When one door closes, another one opens.

My Last Day At Work

When God closes one door, He opens another.

The feels. Ah, the feels.

I couldn’t get through my last day at the university without running into someone who knew it was my last day and who was also fully in touch with their humanity, and was not afraid to show their emotions.

I have never been through so many awkward situations at the university – in 24 years. I’m over it.

I truly paid the price for coming in that Friday. And it started early, before 7:30, before I clocked in. Cindy came in, cheerful and positive as usual, and stopped to say hello to us, and Gary – who is truly depressed about retiring early; he wanted to stay until he was ready to leave – Gary told her it was our last day.

I died a little as soon as he said it. Cindy started crying, then Gary, and I was supposed to join them, but I didn’t, because I was expending all my energy trying to hide the fact that I was wishing, angrily, that I had called in sick on my last day. Or that I had not been sitting it in rec room when she arrived, or…

I should have stayed home. How many times over the years have I wished I had stayed home? How many times?

Well, then Cindy needed a hug, and Gary needed a minute to compose himself, and I was left feeling like a robot, not programmed to express human emotions – cold, detached, clinically analyzing my apathy. I rooted around in my psyche for something with which to meet the sudden solemnity and sorrow of the situation, and all I could come up with was, “I’ll miss you, too.” And a pat on the back.

I sure hope it helped her.

The coldly rational side of me said, “Just leave. What can they do? Fire you?”

The professional side of me has been running my show since day one, so I stuck it out all day. I hung out with Gary, the 40-year veteran, as he reminisced and cried and said his goodbyes. I had one more delivery – to the new health sciences building; I came this close to leaving after that – and spent fifteen minutes cleaning and polishing my keys with a microfiber rag while I tried to talk myself into leaving early, at the very least.

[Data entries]
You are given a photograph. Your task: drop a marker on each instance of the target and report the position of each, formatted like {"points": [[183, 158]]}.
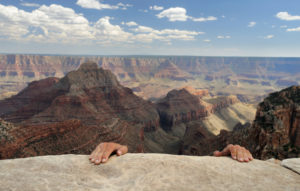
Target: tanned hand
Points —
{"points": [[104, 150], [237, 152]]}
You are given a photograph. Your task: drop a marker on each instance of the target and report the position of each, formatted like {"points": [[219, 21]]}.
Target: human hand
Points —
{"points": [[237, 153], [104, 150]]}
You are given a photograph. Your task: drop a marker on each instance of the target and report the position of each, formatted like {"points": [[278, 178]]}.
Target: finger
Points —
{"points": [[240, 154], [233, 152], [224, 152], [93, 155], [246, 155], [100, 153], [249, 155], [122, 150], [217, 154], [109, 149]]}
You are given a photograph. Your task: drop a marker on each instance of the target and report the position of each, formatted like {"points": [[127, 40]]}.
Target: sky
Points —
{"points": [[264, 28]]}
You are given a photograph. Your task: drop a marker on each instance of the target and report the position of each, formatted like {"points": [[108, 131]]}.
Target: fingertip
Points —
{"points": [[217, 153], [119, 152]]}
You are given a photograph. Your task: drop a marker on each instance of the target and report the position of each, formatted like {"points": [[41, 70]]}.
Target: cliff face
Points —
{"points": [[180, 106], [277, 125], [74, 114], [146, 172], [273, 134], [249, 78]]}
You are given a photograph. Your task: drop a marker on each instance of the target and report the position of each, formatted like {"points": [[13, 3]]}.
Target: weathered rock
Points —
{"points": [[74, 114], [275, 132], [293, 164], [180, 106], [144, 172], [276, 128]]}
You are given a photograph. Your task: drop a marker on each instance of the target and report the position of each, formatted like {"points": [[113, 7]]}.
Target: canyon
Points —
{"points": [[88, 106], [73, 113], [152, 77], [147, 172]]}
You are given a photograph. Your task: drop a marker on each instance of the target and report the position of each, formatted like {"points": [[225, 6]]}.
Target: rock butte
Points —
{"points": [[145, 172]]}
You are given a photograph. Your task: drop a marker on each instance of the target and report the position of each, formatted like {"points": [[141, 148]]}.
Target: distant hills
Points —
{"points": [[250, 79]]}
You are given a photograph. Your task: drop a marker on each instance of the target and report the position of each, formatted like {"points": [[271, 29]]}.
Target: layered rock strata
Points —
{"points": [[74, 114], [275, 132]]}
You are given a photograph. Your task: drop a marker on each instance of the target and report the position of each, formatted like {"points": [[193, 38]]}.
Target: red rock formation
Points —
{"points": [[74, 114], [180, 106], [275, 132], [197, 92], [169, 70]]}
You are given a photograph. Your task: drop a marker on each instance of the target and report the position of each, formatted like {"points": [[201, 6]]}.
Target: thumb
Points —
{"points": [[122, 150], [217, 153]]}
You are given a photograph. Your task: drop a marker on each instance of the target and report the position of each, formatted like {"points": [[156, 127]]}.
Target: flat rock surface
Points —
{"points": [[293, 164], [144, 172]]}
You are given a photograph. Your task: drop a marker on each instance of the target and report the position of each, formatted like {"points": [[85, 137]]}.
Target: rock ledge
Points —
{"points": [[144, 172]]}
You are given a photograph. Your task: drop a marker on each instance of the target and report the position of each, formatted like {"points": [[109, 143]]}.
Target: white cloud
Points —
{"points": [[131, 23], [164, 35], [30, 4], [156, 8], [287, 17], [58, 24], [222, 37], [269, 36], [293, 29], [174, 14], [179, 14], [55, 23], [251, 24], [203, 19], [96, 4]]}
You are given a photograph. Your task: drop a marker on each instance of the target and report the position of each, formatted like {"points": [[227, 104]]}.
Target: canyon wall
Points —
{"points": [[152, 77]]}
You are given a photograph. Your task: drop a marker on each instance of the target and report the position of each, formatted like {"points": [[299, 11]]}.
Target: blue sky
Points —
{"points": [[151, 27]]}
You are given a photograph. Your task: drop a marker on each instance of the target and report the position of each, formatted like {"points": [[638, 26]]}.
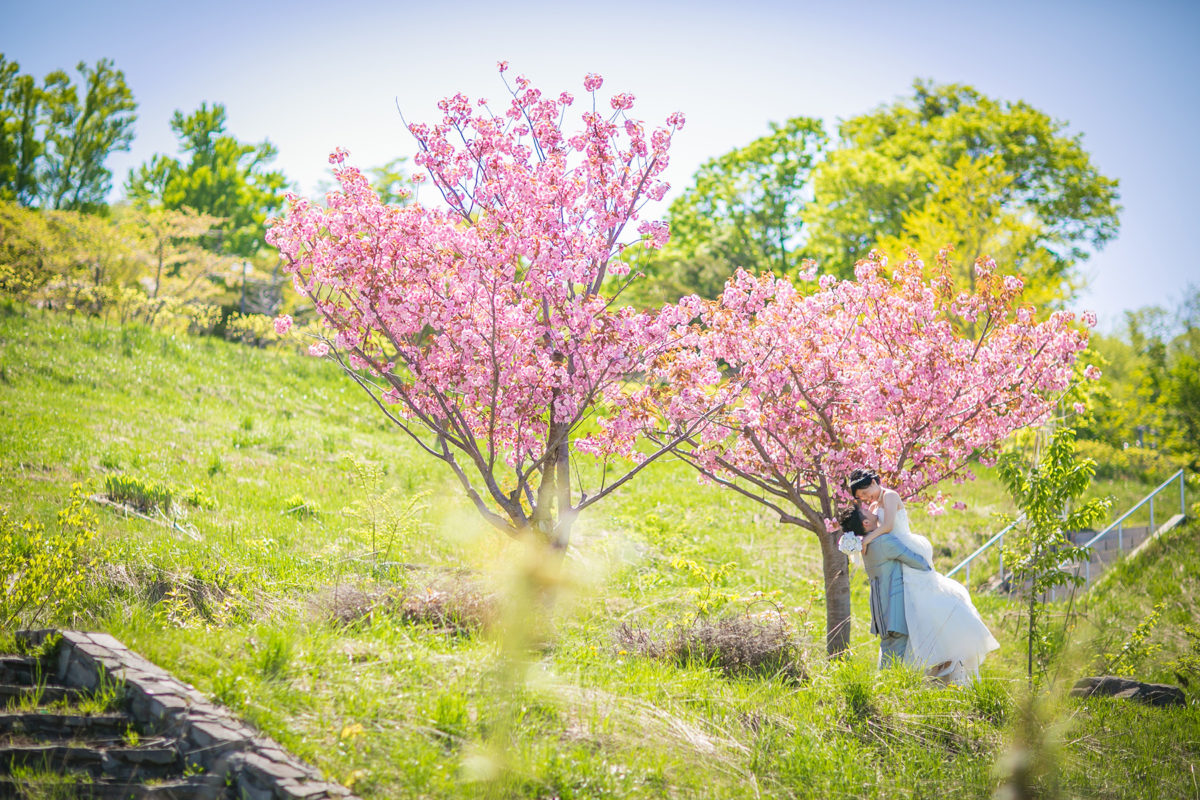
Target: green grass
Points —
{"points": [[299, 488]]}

...

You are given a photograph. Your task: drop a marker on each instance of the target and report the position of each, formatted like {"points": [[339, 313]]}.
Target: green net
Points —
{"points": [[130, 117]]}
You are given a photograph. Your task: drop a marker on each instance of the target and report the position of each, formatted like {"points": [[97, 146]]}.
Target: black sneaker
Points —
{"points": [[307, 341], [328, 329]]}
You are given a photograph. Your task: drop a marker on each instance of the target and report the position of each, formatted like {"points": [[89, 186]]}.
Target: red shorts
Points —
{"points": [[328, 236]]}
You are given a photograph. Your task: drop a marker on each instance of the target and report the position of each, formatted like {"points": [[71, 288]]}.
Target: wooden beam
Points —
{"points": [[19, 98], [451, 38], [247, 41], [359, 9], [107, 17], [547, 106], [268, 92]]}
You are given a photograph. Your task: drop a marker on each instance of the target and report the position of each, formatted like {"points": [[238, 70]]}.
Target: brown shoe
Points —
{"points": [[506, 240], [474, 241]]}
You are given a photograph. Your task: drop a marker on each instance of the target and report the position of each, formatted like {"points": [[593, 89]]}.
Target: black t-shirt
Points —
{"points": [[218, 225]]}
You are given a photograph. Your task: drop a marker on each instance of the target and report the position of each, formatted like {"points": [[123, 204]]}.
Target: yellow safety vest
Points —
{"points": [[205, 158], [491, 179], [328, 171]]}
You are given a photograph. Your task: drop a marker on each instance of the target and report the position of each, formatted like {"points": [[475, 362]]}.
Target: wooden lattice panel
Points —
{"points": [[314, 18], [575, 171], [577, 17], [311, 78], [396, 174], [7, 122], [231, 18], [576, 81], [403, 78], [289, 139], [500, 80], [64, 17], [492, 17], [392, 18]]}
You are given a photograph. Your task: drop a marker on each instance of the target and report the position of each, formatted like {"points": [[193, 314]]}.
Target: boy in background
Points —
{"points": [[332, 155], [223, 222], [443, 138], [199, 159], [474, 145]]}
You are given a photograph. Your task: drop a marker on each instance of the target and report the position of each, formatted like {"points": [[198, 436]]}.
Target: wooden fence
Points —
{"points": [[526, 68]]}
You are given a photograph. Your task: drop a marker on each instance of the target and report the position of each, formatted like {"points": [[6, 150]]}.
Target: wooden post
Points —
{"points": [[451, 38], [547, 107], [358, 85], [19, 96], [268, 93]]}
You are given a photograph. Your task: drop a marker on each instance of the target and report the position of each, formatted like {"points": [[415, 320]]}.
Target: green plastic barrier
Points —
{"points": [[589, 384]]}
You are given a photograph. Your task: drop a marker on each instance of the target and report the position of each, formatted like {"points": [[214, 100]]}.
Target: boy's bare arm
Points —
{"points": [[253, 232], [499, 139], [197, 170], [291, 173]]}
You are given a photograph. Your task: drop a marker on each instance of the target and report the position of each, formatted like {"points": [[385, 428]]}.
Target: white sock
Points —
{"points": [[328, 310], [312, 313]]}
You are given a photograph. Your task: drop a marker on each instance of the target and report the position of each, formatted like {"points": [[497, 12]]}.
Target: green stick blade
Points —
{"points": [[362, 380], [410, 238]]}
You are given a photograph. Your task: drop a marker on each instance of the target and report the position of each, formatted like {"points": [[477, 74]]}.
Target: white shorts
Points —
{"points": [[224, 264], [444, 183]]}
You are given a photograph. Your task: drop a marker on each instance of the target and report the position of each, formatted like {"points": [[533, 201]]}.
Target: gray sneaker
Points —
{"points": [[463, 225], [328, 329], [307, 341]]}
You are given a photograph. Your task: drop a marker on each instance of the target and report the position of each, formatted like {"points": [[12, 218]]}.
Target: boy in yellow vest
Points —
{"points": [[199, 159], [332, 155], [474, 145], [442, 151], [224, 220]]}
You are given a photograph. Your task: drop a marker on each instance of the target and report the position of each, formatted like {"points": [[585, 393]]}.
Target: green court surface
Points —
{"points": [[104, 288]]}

Required action 1.
Print the account of the last day at work between "The professional side" and "the very least.", inclusive.
Required action 2.
Decide whether each statement below agrees with the account of the last day at work, answering yes or no and quoting the deciding words of the account: (a) Gary had wanted to stay until he was ready to leave. (b) The narrator cried along with Cindy and Gary. (c) The narrator left right after the delivery to the new health sciences building.

Task response 1.
The professional side of me has been running my show since day one, so I stuck it out all day. I hung out with Gary, the 40-year veteran, as he reminisced and cried and said his goodbyes. I had one more delivery – to the new health sciences building; I came this close to leaving after that – and spent fifteen minutes cleaning and polishing my keys with a microfiber rag while I tried to talk myself into leaving early, at the very least.

Task response 2.
(a) Yes: "he wanted to stay until he was ready to leave"
(b) No: "I was supposed to join them, but I didn’t"
(c) No: "I came this close to leaving after that"